* _Aim_:
Give as a JSON list of strings, one string per line, the lines running from the start of the items through the line that contains "317 L 0 436", skipping blank lines. Keep the pictures out of the answer.

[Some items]
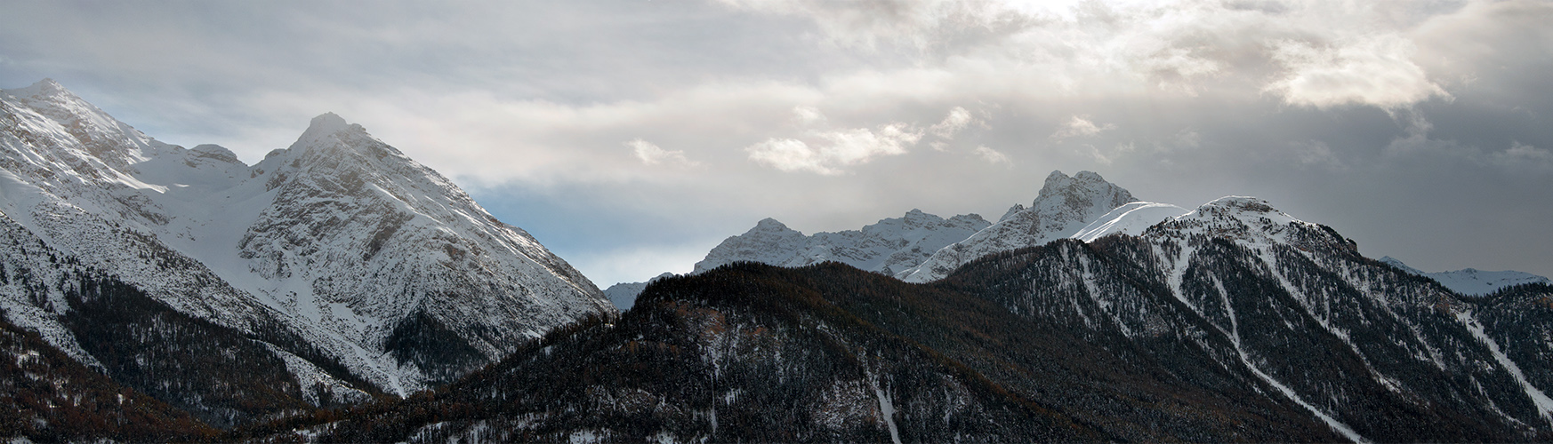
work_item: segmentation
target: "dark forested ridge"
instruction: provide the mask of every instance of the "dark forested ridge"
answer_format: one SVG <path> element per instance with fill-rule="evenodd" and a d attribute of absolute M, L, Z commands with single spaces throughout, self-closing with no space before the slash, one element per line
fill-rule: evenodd
<path fill-rule="evenodd" d="M 0 317 L 0 436 L 143 442 L 214 435 L 186 411 L 113 382 Z"/>
<path fill-rule="evenodd" d="M 1336 236 L 1323 233 L 1308 234 Z M 337 408 L 306 402 L 258 338 L 78 278 L 65 286 L 67 324 L 112 376 L 98 379 L 151 394 L 135 396 L 162 416 L 5 424 L 36 441 L 1553 438 L 1536 399 L 1550 380 L 1553 287 L 1464 298 L 1340 238 L 1315 241 L 1258 250 L 1202 238 L 1176 251 L 1191 264 L 1179 272 L 1160 255 L 1169 244 L 1058 241 L 932 284 L 836 262 L 738 262 L 658 279 L 624 315 L 551 331 L 453 383 Z M 438 335 L 436 324 L 402 331 L 415 349 Z M 413 359 L 467 354 L 439 352 Z M 242 377 L 217 377 L 231 373 Z M 11 374 L 16 385 L 25 373 Z M 43 415 L 28 402 L 17 411 Z M 98 425 L 53 432 L 75 421 Z"/>

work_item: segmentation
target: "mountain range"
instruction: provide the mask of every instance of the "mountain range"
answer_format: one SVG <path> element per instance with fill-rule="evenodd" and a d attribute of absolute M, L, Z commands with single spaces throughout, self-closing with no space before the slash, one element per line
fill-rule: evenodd
<path fill-rule="evenodd" d="M 1537 278 L 1081 171 L 601 292 L 337 115 L 250 166 L 0 90 L 6 439 L 1550 441 Z"/>

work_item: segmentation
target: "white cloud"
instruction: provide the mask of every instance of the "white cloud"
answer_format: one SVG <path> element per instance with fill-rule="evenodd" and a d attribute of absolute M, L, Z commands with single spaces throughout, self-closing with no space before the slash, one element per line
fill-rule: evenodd
<path fill-rule="evenodd" d="M 1280 40 L 1272 56 L 1287 71 L 1264 90 L 1281 95 L 1287 104 L 1312 107 L 1401 109 L 1435 96 L 1451 98 L 1413 64 L 1413 42 L 1396 34 L 1337 47 Z"/>
<path fill-rule="evenodd" d="M 646 140 L 637 138 L 637 140 L 627 141 L 626 146 L 629 146 L 631 151 L 632 151 L 632 154 L 637 155 L 637 160 L 641 160 L 641 163 L 644 163 L 644 165 L 660 165 L 660 163 L 682 165 L 682 166 L 696 166 L 696 165 L 699 165 L 696 161 L 691 161 L 690 158 L 685 158 L 685 152 L 683 151 L 679 151 L 679 149 L 676 149 L 676 151 L 666 151 L 666 149 L 658 147 L 657 144 L 652 144 L 651 141 L 646 141 Z"/>
<path fill-rule="evenodd" d="M 929 127 L 927 132 L 932 132 L 943 140 L 954 140 L 955 134 L 964 130 L 974 120 L 975 118 L 972 118 L 971 112 L 964 107 L 952 107 L 949 109 L 949 115 L 944 116 L 944 121 Z"/>
<path fill-rule="evenodd" d="M 1325 168 L 1328 171 L 1343 171 L 1348 165 L 1332 154 L 1332 147 L 1325 141 L 1311 140 L 1305 143 L 1292 143 L 1294 157 L 1305 166 Z"/>
<path fill-rule="evenodd" d="M 1510 149 L 1496 152 L 1494 161 L 1505 166 L 1553 168 L 1553 151 L 1530 146 L 1520 141 L 1511 143 Z"/>
<path fill-rule="evenodd" d="M 1008 160 L 1008 155 L 986 146 L 977 146 L 975 155 L 981 157 L 981 160 L 986 160 L 986 163 L 1013 165 L 1013 161 Z"/>
<path fill-rule="evenodd" d="M 792 107 L 792 118 L 800 126 L 814 126 L 825 123 L 825 113 L 820 113 L 817 107 L 797 106 Z"/>
<path fill-rule="evenodd" d="M 1095 124 L 1093 121 L 1089 120 L 1089 116 L 1075 115 L 1073 118 L 1068 118 L 1068 121 L 1064 123 L 1061 127 L 1058 127 L 1058 132 L 1051 134 L 1051 138 L 1064 140 L 1073 137 L 1090 137 L 1112 129 L 1117 129 L 1117 126 L 1109 123 Z"/>
<path fill-rule="evenodd" d="M 836 175 L 843 172 L 843 166 L 868 163 L 882 155 L 905 154 L 907 146 L 922 138 L 922 132 L 891 123 L 877 130 L 860 127 L 815 132 L 812 137 L 823 140 L 825 144 L 814 147 L 795 138 L 770 138 L 744 151 L 750 160 L 781 171 Z"/>

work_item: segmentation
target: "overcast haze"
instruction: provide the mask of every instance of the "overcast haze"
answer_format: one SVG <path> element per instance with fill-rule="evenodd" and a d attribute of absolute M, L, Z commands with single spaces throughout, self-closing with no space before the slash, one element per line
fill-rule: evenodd
<path fill-rule="evenodd" d="M 53 78 L 255 163 L 335 112 L 599 287 L 763 217 L 997 219 L 1053 169 L 1553 276 L 1553 2 L 9 2 Z"/>

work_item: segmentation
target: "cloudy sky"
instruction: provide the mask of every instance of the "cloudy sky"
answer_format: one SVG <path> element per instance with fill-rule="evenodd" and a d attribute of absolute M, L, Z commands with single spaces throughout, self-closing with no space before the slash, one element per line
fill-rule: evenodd
<path fill-rule="evenodd" d="M 248 161 L 335 112 L 601 287 L 763 217 L 995 219 L 1053 169 L 1553 276 L 1550 2 L 0 2 L 53 78 Z"/>

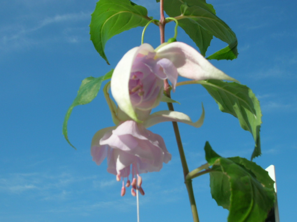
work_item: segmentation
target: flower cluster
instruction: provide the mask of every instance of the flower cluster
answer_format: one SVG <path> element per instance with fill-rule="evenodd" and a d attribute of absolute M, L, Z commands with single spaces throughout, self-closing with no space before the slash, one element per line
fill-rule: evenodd
<path fill-rule="evenodd" d="M 112 95 L 118 104 L 108 99 L 116 126 L 97 132 L 92 141 L 93 160 L 99 165 L 107 157 L 108 171 L 122 180 L 121 194 L 125 186 L 132 185 L 131 194 L 138 189 L 143 195 L 140 174 L 157 171 L 171 155 L 159 135 L 146 128 L 165 121 L 184 123 L 200 127 L 204 112 L 193 122 L 182 113 L 163 110 L 151 114 L 163 96 L 164 80 L 175 89 L 178 75 L 196 80 L 208 79 L 234 80 L 217 69 L 198 52 L 184 43 L 161 45 L 156 49 L 145 44 L 128 51 L 116 67 L 111 78 Z M 109 85 L 105 87 L 108 96 Z M 132 182 L 129 177 L 132 175 Z"/>

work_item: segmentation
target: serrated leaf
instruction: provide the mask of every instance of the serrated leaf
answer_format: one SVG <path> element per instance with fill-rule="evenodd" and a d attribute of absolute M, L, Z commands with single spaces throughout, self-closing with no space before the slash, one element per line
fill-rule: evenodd
<path fill-rule="evenodd" d="M 104 52 L 108 40 L 124 31 L 144 26 L 151 20 L 145 8 L 129 0 L 100 0 L 91 15 L 91 39 L 108 64 Z"/>
<path fill-rule="evenodd" d="M 215 154 L 208 158 L 217 157 L 209 144 L 205 149 L 208 154 Z M 218 205 L 229 210 L 228 222 L 264 221 L 274 199 L 273 181 L 267 172 L 239 157 L 219 157 L 212 165 L 211 195 Z"/>
<path fill-rule="evenodd" d="M 228 46 L 211 55 L 207 59 L 236 59 L 238 53 L 237 52 L 237 41 L 234 42 Z M 234 52 L 236 52 L 236 54 Z"/>
<path fill-rule="evenodd" d="M 218 158 L 221 157 L 211 149 L 208 141 L 206 141 L 205 143 L 204 151 L 205 152 L 205 159 L 210 165 L 212 165 Z"/>
<path fill-rule="evenodd" d="M 214 36 L 227 43 L 229 47 L 216 53 L 211 58 L 232 59 L 237 57 L 235 34 L 216 15 L 211 5 L 202 0 L 165 0 L 164 9 L 168 15 L 178 19 L 179 25 L 195 43 L 203 56 Z"/>
<path fill-rule="evenodd" d="M 255 147 L 251 159 L 261 155 L 261 109 L 257 99 L 247 86 L 235 82 L 209 80 L 199 81 L 214 99 L 222 112 L 237 118 L 240 126 L 252 133 Z"/>
<path fill-rule="evenodd" d="M 97 96 L 102 82 L 110 78 L 113 71 L 112 69 L 103 76 L 97 78 L 91 76 L 83 80 L 78 92 L 77 95 L 67 110 L 63 123 L 62 132 L 67 142 L 75 149 L 75 147 L 69 141 L 67 133 L 67 124 L 72 110 L 76 106 L 86 104 L 94 99 Z"/>

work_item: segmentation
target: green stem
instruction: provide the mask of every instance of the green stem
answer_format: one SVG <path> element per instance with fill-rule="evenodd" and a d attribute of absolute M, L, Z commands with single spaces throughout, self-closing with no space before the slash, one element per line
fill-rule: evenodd
<path fill-rule="evenodd" d="M 159 22 L 158 20 L 156 19 L 152 19 L 149 21 L 147 23 L 146 26 L 144 26 L 144 28 L 143 28 L 143 30 L 142 31 L 142 34 L 141 34 L 141 44 L 142 45 L 143 44 L 143 39 L 144 38 L 144 33 L 145 32 L 146 30 L 146 28 L 149 25 L 150 23 L 151 22 Z"/>
<path fill-rule="evenodd" d="M 176 37 L 177 36 L 177 28 L 178 27 L 178 22 L 175 18 L 173 18 L 172 17 L 168 17 L 168 18 L 166 18 L 165 19 L 165 20 L 166 21 L 168 20 L 173 20 L 175 22 L 175 27 L 174 27 L 174 36 L 173 38 L 176 39 Z"/>
<path fill-rule="evenodd" d="M 191 180 L 195 177 L 209 173 L 211 170 L 209 168 L 209 165 L 206 163 L 189 172 L 186 176 L 186 180 Z M 205 170 L 202 171 L 203 170 Z"/>
<path fill-rule="evenodd" d="M 168 88 L 168 89 L 166 91 L 165 93 L 166 96 L 170 98 L 170 88 Z M 169 110 L 174 111 L 173 105 L 171 103 L 168 103 L 167 105 Z M 191 210 L 192 211 L 192 214 L 193 215 L 193 219 L 194 222 L 199 222 L 199 218 L 198 217 L 198 212 L 197 210 L 197 207 L 196 206 L 196 203 L 195 200 L 195 197 L 194 196 L 194 193 L 193 190 L 193 186 L 192 185 L 192 180 L 186 179 L 187 175 L 189 173 L 189 168 L 187 163 L 187 160 L 186 159 L 186 156 L 185 155 L 184 148 L 183 147 L 182 144 L 181 142 L 181 138 L 180 134 L 179 133 L 179 130 L 178 129 L 177 123 L 176 122 L 173 122 L 172 125 L 173 129 L 175 134 L 175 138 L 177 144 L 177 147 L 179 152 L 179 155 L 180 157 L 181 161 L 181 165 L 183 167 L 183 170 L 184 172 L 184 177 L 185 179 L 185 183 L 186 184 L 186 187 L 187 187 L 188 194 L 189 195 L 189 199 L 190 203 L 191 204 Z"/>

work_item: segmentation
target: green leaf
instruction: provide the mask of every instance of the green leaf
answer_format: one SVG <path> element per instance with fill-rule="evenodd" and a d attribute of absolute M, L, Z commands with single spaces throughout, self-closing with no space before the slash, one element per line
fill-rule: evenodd
<path fill-rule="evenodd" d="M 210 165 L 214 164 L 217 159 L 221 157 L 220 156 L 211 149 L 210 145 L 208 141 L 207 141 L 205 143 L 204 151 L 205 151 L 205 159 L 207 161 L 207 163 Z"/>
<path fill-rule="evenodd" d="M 209 144 L 205 149 L 208 159 L 217 157 Z M 215 154 L 209 156 L 212 153 Z M 268 172 L 239 157 L 218 157 L 212 165 L 211 195 L 218 205 L 229 210 L 228 222 L 263 222 L 274 200 L 274 182 Z"/>
<path fill-rule="evenodd" d="M 237 52 L 237 41 L 236 41 L 224 49 L 209 56 L 208 59 L 216 59 L 218 60 L 224 59 L 236 59 L 238 53 Z M 236 56 L 234 52 L 236 52 Z"/>
<path fill-rule="evenodd" d="M 251 159 L 261 155 L 261 109 L 257 99 L 246 86 L 235 82 L 209 80 L 199 81 L 214 99 L 222 112 L 238 119 L 240 126 L 252 133 L 255 147 Z"/>
<path fill-rule="evenodd" d="M 112 69 L 103 76 L 95 78 L 90 77 L 83 80 L 78 92 L 77 95 L 66 113 L 63 123 L 63 134 L 68 143 L 73 147 L 68 138 L 67 123 L 73 108 L 79 105 L 86 104 L 91 102 L 97 96 L 102 81 L 111 78 L 113 70 Z"/>
<path fill-rule="evenodd" d="M 146 9 L 129 0 L 100 0 L 97 2 L 90 25 L 91 39 L 108 64 L 104 51 L 108 40 L 124 31 L 144 26 L 151 20 L 147 15 Z"/>
<path fill-rule="evenodd" d="M 202 0 L 165 0 L 164 9 L 168 15 L 178 20 L 178 25 L 196 43 L 203 56 L 214 36 L 229 46 L 211 58 L 232 59 L 237 57 L 237 41 L 235 34 L 216 15 L 211 5 Z M 228 49 L 228 52 L 226 53 Z"/>

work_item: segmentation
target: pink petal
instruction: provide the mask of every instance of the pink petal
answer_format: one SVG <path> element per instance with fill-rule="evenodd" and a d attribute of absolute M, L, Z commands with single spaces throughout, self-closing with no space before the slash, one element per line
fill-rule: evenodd
<path fill-rule="evenodd" d="M 161 47 L 157 56 L 170 60 L 181 76 L 196 80 L 209 79 L 237 81 L 216 68 L 195 49 L 175 42 Z"/>
<path fill-rule="evenodd" d="M 99 143 L 100 139 L 105 136 L 109 136 L 111 134 L 111 131 L 115 127 L 105 128 L 97 132 L 93 137 L 91 145 L 91 155 L 93 157 L 92 160 L 97 165 L 100 165 L 106 157 L 108 146 L 101 145 Z"/>

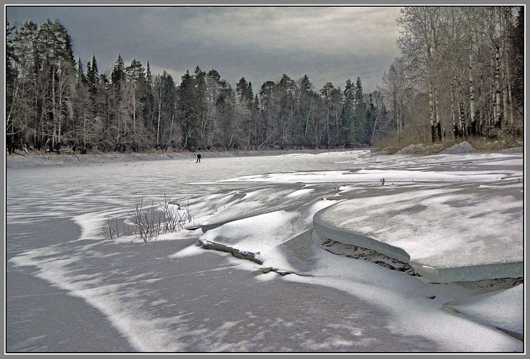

* _Task solution_:
[
  "work_item: segmentation",
  "target: \"dark forested ridge\"",
  "instruction: provide the mask of every instance of the \"dark forested ridge\"",
  "answer_format: one SVG <path> element per instance with fill-rule=\"evenodd\" and a d attribute of absolute M, L, Z commands with single spaces throughout, self-closing with no space before the slash, one element per line",
  "fill-rule: evenodd",
  "<path fill-rule=\"evenodd\" d=\"M 0 317 L 0 436 L 143 442 L 214 435 L 186 411 L 113 382 Z\"/>"
]